Required task:
Render every line of the rows below as a JSON list of strings, one string per line, skipping blank lines. Leave the pictures out of the list.

Given data:
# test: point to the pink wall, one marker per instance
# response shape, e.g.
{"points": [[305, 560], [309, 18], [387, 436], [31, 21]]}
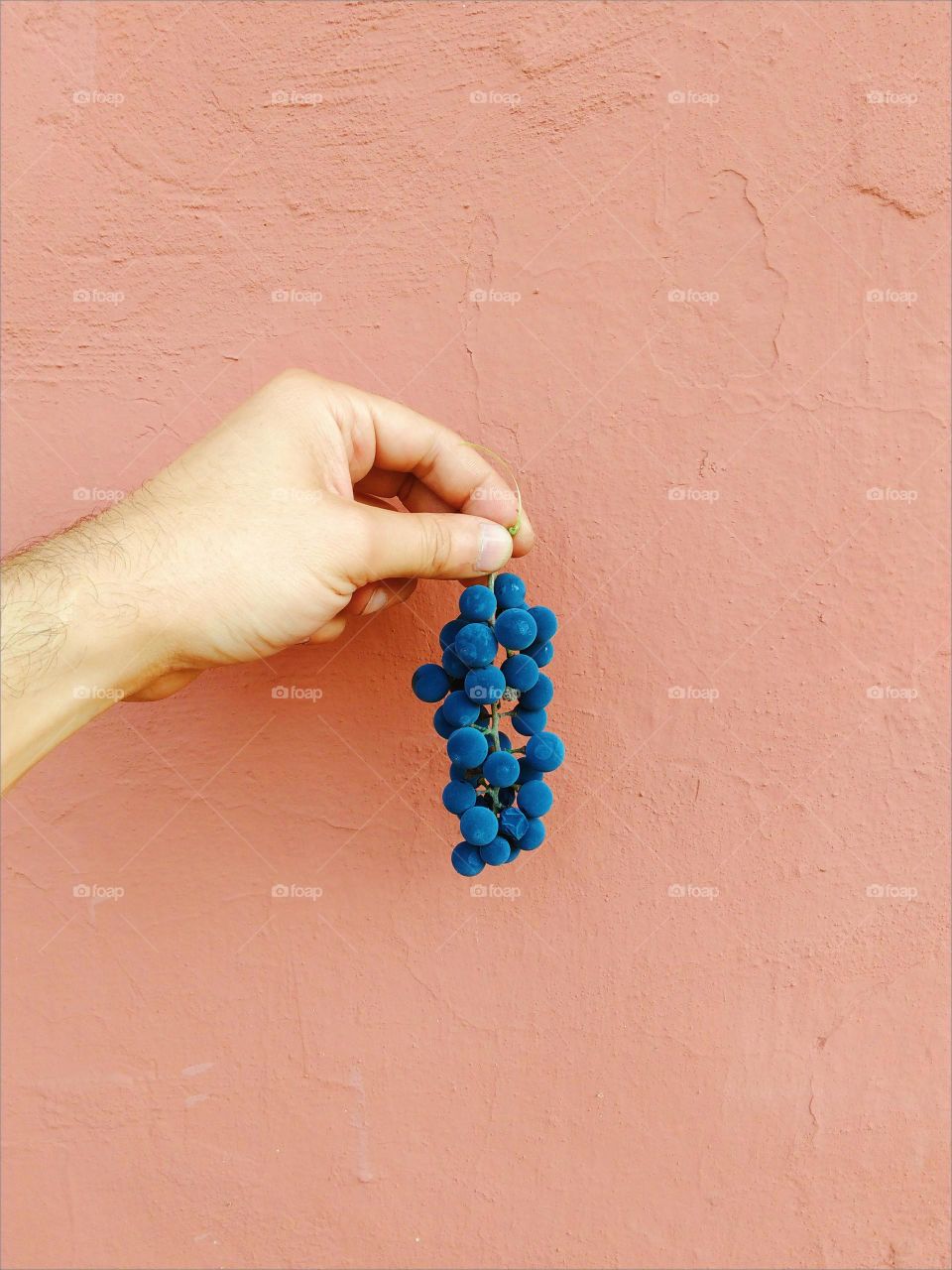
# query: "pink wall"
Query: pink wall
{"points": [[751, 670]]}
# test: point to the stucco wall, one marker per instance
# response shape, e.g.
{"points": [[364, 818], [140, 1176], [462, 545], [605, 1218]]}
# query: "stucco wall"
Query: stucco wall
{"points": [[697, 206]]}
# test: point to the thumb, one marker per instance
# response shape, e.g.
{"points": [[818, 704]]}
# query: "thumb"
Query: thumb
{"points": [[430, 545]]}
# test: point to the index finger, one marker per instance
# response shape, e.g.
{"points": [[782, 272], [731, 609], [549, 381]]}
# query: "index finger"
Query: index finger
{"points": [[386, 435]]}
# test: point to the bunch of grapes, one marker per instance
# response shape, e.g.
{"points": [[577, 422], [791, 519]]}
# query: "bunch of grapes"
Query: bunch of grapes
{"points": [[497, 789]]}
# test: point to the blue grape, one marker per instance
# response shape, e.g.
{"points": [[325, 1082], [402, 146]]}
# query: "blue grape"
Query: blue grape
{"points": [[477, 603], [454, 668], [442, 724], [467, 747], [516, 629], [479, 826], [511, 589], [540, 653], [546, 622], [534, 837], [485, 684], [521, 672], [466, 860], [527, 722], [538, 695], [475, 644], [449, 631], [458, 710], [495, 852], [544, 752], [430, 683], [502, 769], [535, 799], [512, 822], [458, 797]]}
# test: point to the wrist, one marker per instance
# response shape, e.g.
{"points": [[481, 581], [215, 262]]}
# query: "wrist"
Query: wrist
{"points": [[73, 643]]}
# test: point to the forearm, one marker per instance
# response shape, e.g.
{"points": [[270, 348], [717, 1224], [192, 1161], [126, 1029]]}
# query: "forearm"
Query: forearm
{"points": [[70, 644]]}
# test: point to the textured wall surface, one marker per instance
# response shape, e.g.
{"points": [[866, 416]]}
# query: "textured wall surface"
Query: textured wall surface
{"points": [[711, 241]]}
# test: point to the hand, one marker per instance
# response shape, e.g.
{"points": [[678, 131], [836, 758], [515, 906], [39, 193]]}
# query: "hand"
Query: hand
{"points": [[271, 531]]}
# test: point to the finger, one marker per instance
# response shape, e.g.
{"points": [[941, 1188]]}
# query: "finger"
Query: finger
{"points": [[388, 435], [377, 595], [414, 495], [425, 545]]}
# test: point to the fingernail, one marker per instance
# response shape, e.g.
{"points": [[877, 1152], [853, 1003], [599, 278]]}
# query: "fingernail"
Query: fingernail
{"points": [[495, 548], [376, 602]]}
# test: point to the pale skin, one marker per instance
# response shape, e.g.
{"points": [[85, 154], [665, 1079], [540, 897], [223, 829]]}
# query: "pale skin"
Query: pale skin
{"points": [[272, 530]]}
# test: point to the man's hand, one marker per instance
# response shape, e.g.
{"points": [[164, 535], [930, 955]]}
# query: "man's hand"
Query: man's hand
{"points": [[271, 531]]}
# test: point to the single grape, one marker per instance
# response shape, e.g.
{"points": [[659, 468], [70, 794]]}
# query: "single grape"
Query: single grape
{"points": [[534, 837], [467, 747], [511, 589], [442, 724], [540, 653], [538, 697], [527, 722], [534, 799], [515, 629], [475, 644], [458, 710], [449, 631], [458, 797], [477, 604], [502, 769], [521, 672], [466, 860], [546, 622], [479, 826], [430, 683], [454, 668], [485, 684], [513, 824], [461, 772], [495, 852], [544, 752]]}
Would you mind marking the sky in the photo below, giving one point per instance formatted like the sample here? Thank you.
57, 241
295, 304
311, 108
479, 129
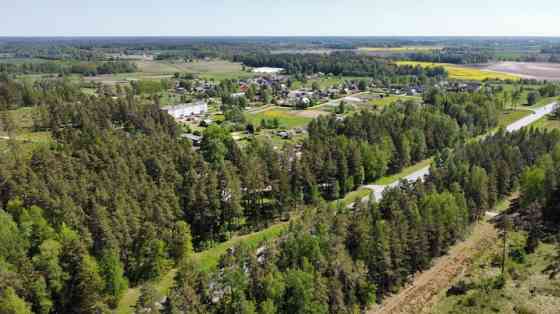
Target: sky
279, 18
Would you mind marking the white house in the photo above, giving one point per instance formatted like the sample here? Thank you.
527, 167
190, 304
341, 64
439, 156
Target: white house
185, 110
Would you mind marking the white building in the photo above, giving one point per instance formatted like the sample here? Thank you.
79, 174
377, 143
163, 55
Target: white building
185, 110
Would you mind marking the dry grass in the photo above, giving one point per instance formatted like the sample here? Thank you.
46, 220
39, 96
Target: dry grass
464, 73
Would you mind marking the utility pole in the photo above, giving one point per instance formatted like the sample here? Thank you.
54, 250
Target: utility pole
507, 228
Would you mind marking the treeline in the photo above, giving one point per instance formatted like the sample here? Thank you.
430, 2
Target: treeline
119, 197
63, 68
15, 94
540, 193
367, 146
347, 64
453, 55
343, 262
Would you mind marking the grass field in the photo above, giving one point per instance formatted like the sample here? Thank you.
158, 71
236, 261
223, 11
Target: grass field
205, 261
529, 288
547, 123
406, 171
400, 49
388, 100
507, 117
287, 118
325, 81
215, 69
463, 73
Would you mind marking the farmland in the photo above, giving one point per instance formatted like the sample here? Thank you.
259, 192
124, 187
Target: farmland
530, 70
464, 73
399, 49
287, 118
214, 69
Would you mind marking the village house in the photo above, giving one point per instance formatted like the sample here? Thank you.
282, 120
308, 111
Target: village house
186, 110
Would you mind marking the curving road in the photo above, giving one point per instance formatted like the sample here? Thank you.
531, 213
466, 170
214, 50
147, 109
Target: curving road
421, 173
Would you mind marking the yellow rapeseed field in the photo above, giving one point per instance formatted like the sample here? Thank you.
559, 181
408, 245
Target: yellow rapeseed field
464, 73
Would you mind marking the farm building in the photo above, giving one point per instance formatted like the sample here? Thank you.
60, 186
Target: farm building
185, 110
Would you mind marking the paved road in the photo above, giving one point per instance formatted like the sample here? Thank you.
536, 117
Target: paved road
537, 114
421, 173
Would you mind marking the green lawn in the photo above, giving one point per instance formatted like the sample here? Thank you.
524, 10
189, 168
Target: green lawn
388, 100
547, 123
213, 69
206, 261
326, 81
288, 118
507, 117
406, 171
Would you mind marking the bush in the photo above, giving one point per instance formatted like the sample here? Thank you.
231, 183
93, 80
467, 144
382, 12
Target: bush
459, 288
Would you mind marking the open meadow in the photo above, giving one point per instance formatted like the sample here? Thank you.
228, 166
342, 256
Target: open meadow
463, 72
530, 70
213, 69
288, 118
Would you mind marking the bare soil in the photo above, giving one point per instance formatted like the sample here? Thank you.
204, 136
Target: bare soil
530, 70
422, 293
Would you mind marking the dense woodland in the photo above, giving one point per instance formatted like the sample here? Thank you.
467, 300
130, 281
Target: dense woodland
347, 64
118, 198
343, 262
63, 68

Answer to the problem:
[
  "# test: point to the pink wall, one marker per instance",
  "# response shape, e.g.",
  "{\"points\": [[305, 560], [309, 18], [387, 436], [31, 21]]}",
  "# query: \"pink wall\"",
  "Query: pink wall",
  "{\"points\": [[751, 670]]}",
  "# test: point to the stucco wall, one marker per instance",
  "# response shape, e.g.",
  "{\"points\": [[364, 818], [140, 1176], [462, 545], [605, 1218]]}",
  "# query: \"stucco wall\"",
  "Query: stucco wall",
  "{\"points\": [[697, 206]]}",
  "# test: point to the thumb, one marker per instance",
  "# response shape, e.g.",
  "{\"points\": [[818, 704]]}",
  "# query: \"thumb\"",
  "Query: thumb",
  "{\"points\": [[430, 545]]}",
  "# test: point to the index finger, one marker per instance",
  "# response shape, e.g.",
  "{\"points\": [[782, 272], [731, 609], [549, 381]]}",
  "# query: \"index finger\"",
  "Query: index finger",
  "{\"points\": [[386, 435]]}",
  "# test: point to the bunch of grapes, one marker per instance",
  "# response shape, e.g.",
  "{\"points\": [[577, 422], [791, 519]]}",
  "# query: \"bunch of grapes\"",
  "Query: bunch of grapes",
  "{\"points\": [[497, 789]]}",
  "# test: point to the blue grape, one marker per instance",
  "# response shape, e.g.",
  "{\"points\": [[325, 1082], [402, 146]]}",
  "# query: \"blue grape\"",
  "Query: blue grape",
  "{\"points\": [[477, 603], [454, 668], [442, 724], [467, 747], [516, 629], [479, 826], [511, 589], [540, 653], [546, 622], [534, 837], [485, 684], [521, 672], [466, 860], [527, 722], [538, 695], [475, 644], [449, 631], [458, 710], [495, 852], [544, 752], [430, 683], [502, 769], [535, 799], [512, 822], [458, 797]]}",
  "# test: point to the wrist, one marker per instance",
  "# response shape, e.g.",
  "{\"points\": [[481, 581], [215, 262]]}",
  "# query: \"wrist\"",
  "Query: wrist",
  "{\"points\": [[73, 643]]}",
  "# test: point to the forearm, one marker per instance",
  "# response shape, e.g.",
  "{\"points\": [[270, 348], [717, 1224], [192, 1161], [126, 1029]]}",
  "# query: \"forearm\"",
  "Query: forearm",
  "{\"points\": [[70, 644]]}",
  "# test: point to the textured wall surface, one marker per instance",
  "# response shape, e.g.",
  "{\"points\": [[866, 416]]}",
  "# query: \"textured wall surface\"",
  "Query: textured wall surface",
  "{\"points\": [[711, 241]]}",
  "# test: point to the hand, one marker per instance",
  "# response shape, e.g.",
  "{\"points\": [[678, 131], [836, 758], [515, 906], [39, 193]]}",
  "# query: \"hand\"",
  "Query: hand",
  "{\"points\": [[271, 531]]}",
  "# test: point to the finger, one marker per instance",
  "# response shape, e.g.",
  "{\"points\": [[941, 1188]]}",
  "# query: \"finger\"",
  "Query: finger",
  "{\"points\": [[388, 435], [377, 595], [414, 495], [425, 545]]}",
  "# test: point to the fingernail, one marker per instance",
  "# response shape, e.g.",
  "{\"points\": [[877, 1152], [853, 1003], [599, 278]]}",
  "# query: \"fingernail\"",
  "Query: fingernail",
  "{\"points\": [[495, 548], [376, 602]]}",
  "# test: point to the pale skin, one marker per instance",
  "# response shape, e.g.",
  "{\"points\": [[85, 154], [665, 1079], [540, 897], [223, 829]]}",
  "# query: \"pale skin\"",
  "Query: pale skin",
  "{\"points\": [[272, 530]]}",
  "# test: point to the man's hand, one marker per instance",
  "# response shape, e.g.",
  "{\"points\": [[164, 535], [930, 955]]}",
  "# query: \"man's hand\"",
  "Query: man's hand",
  "{\"points\": [[271, 531]]}",
  "# test: point to the single grape, one marker per instance",
  "# response shape, e.g.",
  "{\"points\": [[659, 468], [70, 794]]}",
  "# query: \"single grape\"",
  "Query: single grape",
  "{\"points\": [[534, 837], [467, 747], [511, 589], [442, 724], [540, 653], [538, 697], [527, 722], [534, 799], [515, 629], [475, 644], [458, 710], [449, 631], [458, 797], [477, 604], [502, 769], [521, 672], [466, 860], [546, 622], [479, 826], [430, 683], [454, 668], [485, 684], [513, 824], [461, 772], [495, 852], [544, 752]]}",
  "Would you mind marking the sky in the photo below, giving one point per instance formatted like the sample here? Thank you.",
  "57, 241",
  "295, 304",
  "311, 108",
  "479, 129",
  "Target: sky",
  "279, 18",
  "Would you mind marking the white house in the photo above, giving one point per instance formatted like the sample here? Thank you.",
  "527, 167",
  "190, 304",
  "341, 64",
  "439, 156",
  "Target: white house",
  "185, 110",
  "Would you mind marking the white building in the photo above, giving one point per instance formatted like the sample here? Thank you.",
  "79, 174",
  "377, 143",
  "163, 55",
  "Target: white building",
  "185, 110",
  "Would you mind marking the dry grass in the photo above, giving one point per instance formatted like the sample here? Thank you.",
  "46, 220",
  "39, 96",
  "Target: dry grass",
  "464, 73",
  "Would you mind marking the utility pole in the photo above, giving one point per instance formatted like the sample here? Thank you.",
  "54, 250",
  "Target: utility pole",
  "507, 228",
  "Would you mind marking the treeline in the photo above, giving one point per instance formatted like the sample here? Thank you.",
  "430, 2",
  "Target: treeline",
  "119, 197",
  "63, 68",
  "15, 94",
  "540, 193",
  "367, 146",
  "347, 64",
  "453, 55",
  "343, 262",
  "Would you mind marking the grass field in the photo above, giving one point per instance formatted like the sample here? Thank you.",
  "158, 71",
  "236, 261",
  "223, 11",
  "Target: grass field",
  "205, 261",
  "529, 288",
  "547, 123",
  "406, 171",
  "400, 49",
  "388, 100",
  "507, 117",
  "287, 118",
  "325, 81",
  "215, 69",
  "463, 73",
  "Would you mind marking the farmland in the photo above, giving one point per instance formatted like the sample here? Thank you.",
  "259, 192",
  "124, 187",
  "Target: farmland",
  "530, 70",
  "464, 73",
  "399, 49",
  "287, 118",
  "214, 69",
  "Would you mind marking the village house in the photo above, giving one point per instance formatted like the sample here? Thank you.",
  "282, 120",
  "308, 111",
  "Target: village house",
  "186, 110",
  "Would you mind marking the curving road in the photo above, giving one point per instance formatted like the sample here? Thank you.",
  "531, 213",
  "466, 170",
  "214, 50",
  "147, 109",
  "Target: curving road",
  "421, 173",
  "Would you mind marking the yellow rapeseed field in the photo above, giving one point per instance formatted like the sample here? Thank you.",
  "559, 181",
  "408, 245",
  "Target: yellow rapeseed field",
  "464, 73",
  "Would you mind marking the farm building in the photo above, giving one point per instance formatted like the sample here? Thank you.",
  "60, 186",
  "Target: farm building",
  "185, 110",
  "Would you mind marking the paved road in the photo above, giving one point per instance formatted like the sample here? Thank you.",
  "536, 117",
  "Target: paved road",
  "537, 114",
  "421, 173",
  "Would you mind marking the green lawn in the photo above, giving one point per instance formatted like the sample here? Thank you.",
  "524, 10",
  "189, 168",
  "Target: green lawn",
  "388, 100",
  "547, 123",
  "213, 69",
  "206, 261",
  "326, 81",
  "288, 118",
  "507, 117",
  "406, 171",
  "Would you mind marking the bush in the photo above, giving one point per instance formatted like the sample here? Thank you.",
  "231, 183",
  "93, 80",
  "467, 144",
  "382, 12",
  "Target: bush",
  "459, 288",
  "Would you mind marking the open meadow in the photo above, giving one point per instance formatted like the sample here? Thank you.",
  "228, 166",
  "342, 256",
  "Target: open meadow",
  "463, 72",
  "530, 70",
  "213, 69",
  "288, 118",
  "Would you mind marking the bare soil in the photo above, giving one point per instance formatted like the sample here? Thank you.",
  "204, 136",
  "Target: bare soil",
  "530, 70",
  "422, 293",
  "Would you mind marking the dense woodland in the photo above, giving one point per instance formatted like the sample here? Thank you.",
  "467, 300",
  "130, 281",
  "Target: dense woodland",
  "347, 64",
  "118, 198",
  "343, 262",
  "63, 68"
]